Ziel der Übung: Gib bitte den Teil der Albumkritik wieder, beginnend mit „Der Ton des“ und weiter bis einschließlich „auch Bob Marley.“. Tausche dabei „Gitarren“ gegen „Trommeln“.
### Vorliegender Text
Puppa Lëk Sèn „Afreekan Children“ (Jahsen Creation)

Puppa Lëk Sèn
„Afreekan Children“
(Jahsen Creation – 2018)

Die ekstatisch stampfenden Stammesrhythmen treiben einem den feinen afrikanischen Staub in die Nasenlöcher. In der wild geratenen Eröffnung „A la la la“ seines neuen Albums lädt dieser senegalesische Sänger zum ausgelassenem Tanzen ein. Doch ihn treiben andere, viel düstere Geister um. Dabei könnte man es auch Nachhaltigkeit nennen, sich in erster Linie für das Wohlergehen der Kinder zu sorgen. Dies gilt vor allem für Afrika, wo die Kleinsten oft am schlechtesten dran sind. Aus einem bescheidenen Fischerdorf kommt Puppa Lëk Sèn auch selbst und hat nie einen Hehl daraus gemacht. Im Gegenteil.

Diese Erfahrung lässt er wissentlich in seine Musik einfließen, was ihr auch eine seltene Authentizität verleiht. Wenn er also von „Afreekan Children“ singt, ist es nicht aus der Sicht eines wohlmeinenden Altruisten aus dem Westen, sondern von einem, der es unmittelbar erlebt hat. In dem gleichnamigen Lied ist die inbrünstige Leidenschaft, mit der Puppa Lëk Sèn die afrikanischen Kinder segnet und für sie betet, deutlich zu spüren.

Der Ton des Albums ist rau und entschlackt von Überproduktion. In der mitreißenden „Mi and Dem“ sind die Gitarren schneidig, die Beats treibend, die Bläser überwältigend und die Bässe kleben hartnäckig, ja verbissen an dem Rhythmus fest. Viel Zorn und Groll sind dabei, aber auch eine gewisse Aufbruchstimmung. Eine Selbstermächtigung aus Entrüstung, die streckenweise sehr ungestüm und kraftvoll daherkommt. Puppa Lëk Sèns Leitfiguren und Vorbilder sind dabei panafrikanische Vorreiter wie Marcus Garvey, King Selassie I und eben auch Bob Marley.
######
### Angezeigte Informationen
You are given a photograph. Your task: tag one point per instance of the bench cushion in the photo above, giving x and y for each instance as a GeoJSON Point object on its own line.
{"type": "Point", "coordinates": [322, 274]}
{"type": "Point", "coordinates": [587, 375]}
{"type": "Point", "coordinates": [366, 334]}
######
Lösung zur Aufgabe:
Der Ton des Albums ist rau und entschlackt von Überproduktion. In der mitreißenden „Mi and Dem“ sind die Trommeln schneidig, die Beats treibend, die Bläser überwältigend und die Bässe kleben hartnäckig, ja verbissen an dem Rhythmus fest. Viel Zorn und Groll sind dabei, aber auch eine gewisse Aufbruchstimmung. Eine Selbstermächtigung aus Entrüstung, die streckenweise sehr ungestüm und kraftvoll daherkommt. Puppa Lëk Sèns Leitfiguren und Vorbilder sind dabei panafrikanische Vorreiter wie Marcus Garvey, King Selassie I und eben auch Bob Marley.